## Work request
Send back the records in full, character for character.

(Dataset records)
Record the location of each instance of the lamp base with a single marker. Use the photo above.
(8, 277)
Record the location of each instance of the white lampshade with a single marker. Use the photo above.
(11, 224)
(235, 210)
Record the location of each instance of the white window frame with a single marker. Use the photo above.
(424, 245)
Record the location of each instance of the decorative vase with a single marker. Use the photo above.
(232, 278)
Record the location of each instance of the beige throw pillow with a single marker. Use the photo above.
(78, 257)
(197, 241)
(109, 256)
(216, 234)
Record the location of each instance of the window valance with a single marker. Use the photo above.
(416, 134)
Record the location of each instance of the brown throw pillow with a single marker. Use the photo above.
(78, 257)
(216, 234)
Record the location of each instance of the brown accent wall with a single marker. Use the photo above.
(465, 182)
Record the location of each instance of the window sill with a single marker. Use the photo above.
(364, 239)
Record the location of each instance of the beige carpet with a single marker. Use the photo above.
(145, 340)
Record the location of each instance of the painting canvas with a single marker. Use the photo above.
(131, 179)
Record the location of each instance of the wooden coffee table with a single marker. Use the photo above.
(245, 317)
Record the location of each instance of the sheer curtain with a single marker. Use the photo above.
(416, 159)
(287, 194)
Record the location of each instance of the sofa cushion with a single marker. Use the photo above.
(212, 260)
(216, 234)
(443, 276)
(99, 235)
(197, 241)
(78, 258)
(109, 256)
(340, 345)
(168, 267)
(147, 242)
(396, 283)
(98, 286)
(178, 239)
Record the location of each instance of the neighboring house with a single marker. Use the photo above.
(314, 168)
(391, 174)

## Solution to this task
Record the location of each instance of the lamp base with a single marker. Use the photo above.
(8, 277)
Record the location of each instance of the white lampshade with a single marker. Use the photo above.
(11, 224)
(235, 210)
Record the location of each instance of the white window frame with a single marker. Use the photo above.
(424, 245)
Record the location of each instance of the decorative vase with a single marker. Use the photo above.
(232, 278)
Record the location of each instance of the beige throw pillow with a single marker. Use the photo above.
(78, 257)
(197, 241)
(109, 256)
(216, 234)
Record the location of each instance of the window valance with a single marker. Use the photo above.
(416, 134)
Record the location of each instance of the brown throw pillow with a single marker. Use the photo above.
(78, 257)
(216, 234)
Record the location of each instance of the brown accent wall with a single marker. Use the photo above.
(465, 182)
Record the location of each instance of the window sill with a single marker. Use the photo above.
(364, 239)
Record the location of each instance of the beige carpet with a single marker. Use the photo above.
(145, 340)
Record the location of each instance of the painting canvas with a single marker. Use the photo above.
(131, 179)
Record the location of each instance of the wooden coffee table with a single marker. Use the photo above.
(245, 317)
Record the location of each instance of the sheer curtain with a single marker. Use the photo above.
(416, 159)
(287, 194)
Record the location of each instance of the sofa cushion with a single marker. Use the photo above.
(212, 260)
(216, 234)
(443, 276)
(99, 235)
(197, 241)
(78, 258)
(109, 256)
(340, 345)
(168, 267)
(147, 242)
(396, 283)
(98, 286)
(178, 239)
Record the location of each instance of the neighboring house with a single marker. Use the photo above.
(314, 168)
(391, 174)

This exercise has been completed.